* [Exercises]:
[a] Answer these questions about the ViTA page:
(i) Which spaCy model does the installation step download?
(ii) What checkpoint and backbone were used to detect the object tags?
(iii) Which script is run to finetune ViTA with masking?
[b] Reproduce the part of the ViTA page from "Feature Extraction" up to and including "using the dataset.", keeping every character unchanged.

* [Document section]:
/vita

ViTA: Visual-Linguistic Translation by Aligning Object Tags

Primary LanguagePythonMIT LicenseMIT

ViTA

Installation

conda env create -f environment.yml
conda activate vita
python -m spacy download en_core_web_sm

Downloads

export DATADIR=<path to data directory>

# Download mBART
cd $DATADIR
wget -c https://dl.fbaipublicfiles.com/fairseq/models/mbart/mbart.cc25.v2.tar.gz
tar -xzvf mbart.cc25.v2.tar.gz

# Download Hindi Visual Genome dataset
mkdir -p $DATADIR/hindi-genome
cd $DATADIR/hindi-genome
curl --remote-name-all https://lindat.mff.cuni.cz/repository/xmlui/bitstream/handle/11234/1-3267/hindi-visual-genome-11.zip
unzip hindi-visual-genome-11.zip

Feature Extraction

The object tags were detected using Faster R-CNN checkpoint with Resnet-101 C4 backbone available in detectron2

Store the object tags in a json file as follows:

{
    "<image_id>": ["dog", "cat", "person"],
    ...
}

Data Preprocessing

Preprocess the dataset using SPM and trim mBART vocabulary using the dataset.

bash preprocess.sh $DATADIR

Finetune

DICT=$DATADIR/trimmed/dict.txt

# Finetune ViTA with masking
CHECKPOINT=$DATADIR/trimmed/model.pt
bash train_mask.sh $DATADIR $CHECKPOINT $DICT

# Finetune ViTA model
CHECKPOINT=$DATADIR/checkpoint/mask/checkpoint_best.pt
bash train_main.sh $DATADIR $CHECKPOINT $DICT

* [Available data]:
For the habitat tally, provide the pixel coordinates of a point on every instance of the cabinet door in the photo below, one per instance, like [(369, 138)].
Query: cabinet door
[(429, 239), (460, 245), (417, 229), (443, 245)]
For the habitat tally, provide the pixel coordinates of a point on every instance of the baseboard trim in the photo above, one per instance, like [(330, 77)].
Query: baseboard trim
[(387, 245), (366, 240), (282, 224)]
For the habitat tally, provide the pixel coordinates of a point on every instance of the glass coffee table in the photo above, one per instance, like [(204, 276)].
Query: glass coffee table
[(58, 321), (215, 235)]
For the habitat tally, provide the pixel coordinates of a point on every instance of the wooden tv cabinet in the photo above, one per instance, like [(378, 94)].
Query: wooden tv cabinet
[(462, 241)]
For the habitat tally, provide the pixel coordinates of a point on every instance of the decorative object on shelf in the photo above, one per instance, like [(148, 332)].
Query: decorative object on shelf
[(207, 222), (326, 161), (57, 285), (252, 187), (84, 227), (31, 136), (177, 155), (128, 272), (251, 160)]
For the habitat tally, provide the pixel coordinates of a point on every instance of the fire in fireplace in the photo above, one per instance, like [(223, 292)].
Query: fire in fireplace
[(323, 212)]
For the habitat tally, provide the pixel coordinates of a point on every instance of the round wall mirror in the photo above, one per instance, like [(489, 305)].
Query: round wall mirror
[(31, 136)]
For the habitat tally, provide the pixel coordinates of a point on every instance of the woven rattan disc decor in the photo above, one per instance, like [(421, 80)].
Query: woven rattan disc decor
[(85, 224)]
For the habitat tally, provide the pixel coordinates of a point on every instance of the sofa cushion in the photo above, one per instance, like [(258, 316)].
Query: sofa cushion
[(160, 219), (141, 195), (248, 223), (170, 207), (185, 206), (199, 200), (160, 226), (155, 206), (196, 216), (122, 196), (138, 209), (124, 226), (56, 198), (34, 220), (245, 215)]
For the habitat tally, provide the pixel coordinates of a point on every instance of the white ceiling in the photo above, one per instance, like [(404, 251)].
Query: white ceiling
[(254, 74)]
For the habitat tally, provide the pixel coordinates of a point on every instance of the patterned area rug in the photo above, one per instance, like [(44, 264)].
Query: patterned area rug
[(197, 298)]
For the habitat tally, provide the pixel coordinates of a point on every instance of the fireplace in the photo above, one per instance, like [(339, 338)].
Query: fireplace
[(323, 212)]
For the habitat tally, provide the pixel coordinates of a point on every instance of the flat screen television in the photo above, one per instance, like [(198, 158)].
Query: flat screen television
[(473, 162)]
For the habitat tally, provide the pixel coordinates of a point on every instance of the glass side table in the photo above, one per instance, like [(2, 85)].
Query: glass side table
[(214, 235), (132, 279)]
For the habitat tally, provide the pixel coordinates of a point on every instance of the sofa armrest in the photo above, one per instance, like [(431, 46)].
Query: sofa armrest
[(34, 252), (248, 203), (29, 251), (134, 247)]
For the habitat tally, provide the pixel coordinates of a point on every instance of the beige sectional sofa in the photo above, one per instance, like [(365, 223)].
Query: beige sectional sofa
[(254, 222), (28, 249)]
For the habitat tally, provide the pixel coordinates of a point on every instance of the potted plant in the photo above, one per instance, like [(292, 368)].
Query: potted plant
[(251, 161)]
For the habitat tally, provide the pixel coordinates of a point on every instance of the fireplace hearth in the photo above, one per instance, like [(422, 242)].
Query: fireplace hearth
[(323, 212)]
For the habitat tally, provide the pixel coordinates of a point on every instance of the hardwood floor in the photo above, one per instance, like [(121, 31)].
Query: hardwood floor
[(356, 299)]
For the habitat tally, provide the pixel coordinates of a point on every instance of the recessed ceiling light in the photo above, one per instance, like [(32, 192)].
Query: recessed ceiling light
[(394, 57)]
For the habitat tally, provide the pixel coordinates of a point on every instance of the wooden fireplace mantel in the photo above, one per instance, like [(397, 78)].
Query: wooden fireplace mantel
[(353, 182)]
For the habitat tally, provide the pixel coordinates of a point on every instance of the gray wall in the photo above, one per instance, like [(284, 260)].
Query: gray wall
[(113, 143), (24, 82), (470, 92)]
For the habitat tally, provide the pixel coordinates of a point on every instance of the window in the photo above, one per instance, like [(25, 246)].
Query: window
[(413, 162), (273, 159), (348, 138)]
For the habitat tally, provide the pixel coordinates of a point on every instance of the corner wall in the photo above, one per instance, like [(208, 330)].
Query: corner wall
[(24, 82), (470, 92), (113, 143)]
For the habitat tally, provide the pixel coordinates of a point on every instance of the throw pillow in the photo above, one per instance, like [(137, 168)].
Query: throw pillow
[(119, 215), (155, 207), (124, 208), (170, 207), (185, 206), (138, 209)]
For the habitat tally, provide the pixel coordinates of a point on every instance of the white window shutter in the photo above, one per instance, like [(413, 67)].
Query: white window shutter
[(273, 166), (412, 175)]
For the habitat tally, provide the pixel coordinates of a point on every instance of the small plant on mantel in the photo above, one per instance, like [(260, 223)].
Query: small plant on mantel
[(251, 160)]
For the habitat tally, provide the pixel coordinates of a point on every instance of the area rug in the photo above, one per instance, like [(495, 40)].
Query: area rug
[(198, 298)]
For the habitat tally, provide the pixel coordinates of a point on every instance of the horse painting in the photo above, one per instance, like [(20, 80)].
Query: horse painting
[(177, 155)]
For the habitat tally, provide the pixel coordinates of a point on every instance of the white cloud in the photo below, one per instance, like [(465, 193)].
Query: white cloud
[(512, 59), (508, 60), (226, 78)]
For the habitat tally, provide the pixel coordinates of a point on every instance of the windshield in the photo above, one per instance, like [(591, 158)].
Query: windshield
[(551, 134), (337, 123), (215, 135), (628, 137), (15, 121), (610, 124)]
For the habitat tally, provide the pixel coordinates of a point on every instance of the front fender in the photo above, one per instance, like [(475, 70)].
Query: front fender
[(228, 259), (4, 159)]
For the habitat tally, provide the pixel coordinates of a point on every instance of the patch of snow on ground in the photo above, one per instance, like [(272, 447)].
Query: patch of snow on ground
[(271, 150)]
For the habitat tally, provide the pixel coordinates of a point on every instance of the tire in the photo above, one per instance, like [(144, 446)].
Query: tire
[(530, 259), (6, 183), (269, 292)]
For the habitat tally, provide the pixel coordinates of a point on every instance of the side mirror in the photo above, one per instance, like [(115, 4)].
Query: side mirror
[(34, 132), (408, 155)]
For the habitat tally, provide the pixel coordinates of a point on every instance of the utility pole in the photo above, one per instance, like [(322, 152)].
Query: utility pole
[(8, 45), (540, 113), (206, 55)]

* [Responses by item number]:
[a]
(i) en_core_web_sm
(ii) A Faster R-CNN checkpoint with a Resnet-101 C4 backbone, available in detectron2
(iii) train_mask.sh

[b]
Feature Extraction

The object tags were detected using Faster R-CNN checkpoint with Resnet-101 C4 backbone available in detectron2

Store the object tags in a json file as follows:

{
    "<image_id>": ["dog", "cat", "person"],
    ...
}

Data Preprocessing

Preprocess the dataset using SPM and trim mBART vocabulary using the dataset.